■ Given exercise 1
In the passage on The Clock and fashion, rewrite the span that begins at the words "The transformative power" and stops after "by her husband.", changing "costume change" to "wardrobe change".

The transformative power of a costume change is especially effective when The Clock cuts between different movies and shows featuring the same actors. Faces and films recur throughout the twenty-four hours, and Marclay makes pointed repetitions, often in close succession. Morgan Freeman goes from a boiler-suited celestial janitor in Bruce Almighty (2003) to a trench-coated detective investigating mortal sins in Se7en (1995). Julianne Moore switches between the late-aughts fashion for form-fitting bodycon dresses in Chloe (2009) and the voluminous circle skirts of the 1950s in Far from Heaven (2002). In both scenes, she is kept waiting by her husband.

This sense of time passing yet everything staying the same, the ephemeral and the enduring, reveals a synchrony between fashion and The Clock: both are constantly rooted in the now. Like each of Marclay’s vignettes, the time of fashion, according to Giorgio Agamben, perpetually exists at the ungraspable threshold between the not yet and no more. Fashion is fleeting, fast, today too fast. It promises novelty yet thrives on cycles: presented in seasonal fashion weeks, consumed through monthly magazines, celebrated at annual galas. Self-referential trends, quotations and revivals offer nostalgic pain and pleasure by making the past wearable once more. Likewise, the repeating patterns drawn across The Clock’s twenty-four hours make it joyful, disguising, even redressing, its unrelenting temporal tirade.

■ Given exercise 2
Format the rows below as a Markdown table with the columns Nr and Line, beginning at the first line of the rows and stopping after the line that contains "M46 103L52 105L56". Skip blank lines, and leave the pictures out.

■ Source records
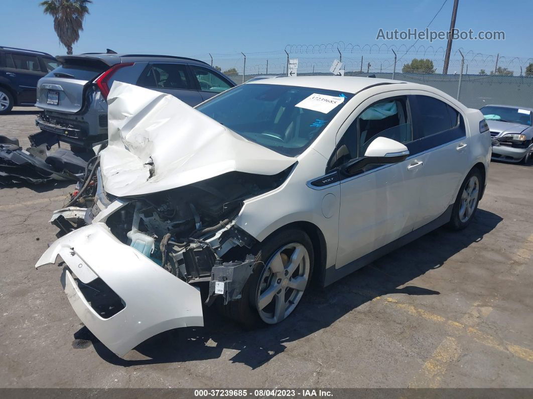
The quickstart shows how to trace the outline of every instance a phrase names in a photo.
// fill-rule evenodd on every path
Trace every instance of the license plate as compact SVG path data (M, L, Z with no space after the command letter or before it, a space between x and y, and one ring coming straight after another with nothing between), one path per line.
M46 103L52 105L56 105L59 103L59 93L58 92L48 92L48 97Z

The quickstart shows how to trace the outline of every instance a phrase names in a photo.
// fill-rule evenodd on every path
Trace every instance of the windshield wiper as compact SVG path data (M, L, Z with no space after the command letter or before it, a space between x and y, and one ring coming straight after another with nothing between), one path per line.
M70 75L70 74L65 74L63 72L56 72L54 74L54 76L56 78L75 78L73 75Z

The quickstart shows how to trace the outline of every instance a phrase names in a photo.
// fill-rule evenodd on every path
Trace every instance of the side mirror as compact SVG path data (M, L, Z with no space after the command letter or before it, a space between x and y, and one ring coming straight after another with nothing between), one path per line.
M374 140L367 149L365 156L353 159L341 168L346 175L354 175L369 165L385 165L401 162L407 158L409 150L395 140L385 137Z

■ Task response 1
The transformative power of a wardrobe change is especially effective when The Clock cuts between different movies and shows featuring the same actors. Faces and films recur throughout the twenty-four hours, and Marclay makes pointed repetitions, often in close succession. Morgan Freeman goes from a boiler-suited celestial janitor in Bruce Almighty (2003) to a trench-coated detective investigating mortal sins in Se7en (1995). Julianne Moore switches between the late-aughts fashion for form-fitting bodycon dresses in Chloe (2009) and the voluminous circle skirts of the 1950s in Far from Heaven (2002). In both scenes, she is kept waiting by her husband.

■ Task response 2
| Nr | Line |
|---|---|
| 1 | The quickstart shows how to trace the outline of every instance a phrase names in a photo. |
| 2 | // fill-rule evenodd on every path |
| 3 | Trace every instance of the license plate as compact SVG path data (M, L, Z with no space after the command letter or before it, a space between x and y, and one ring coming straight after another with nothing between), one path per line. |
| 4 | M46 103L52 105L56 105L59 103L59 93L58 92L48 92L48 97Z |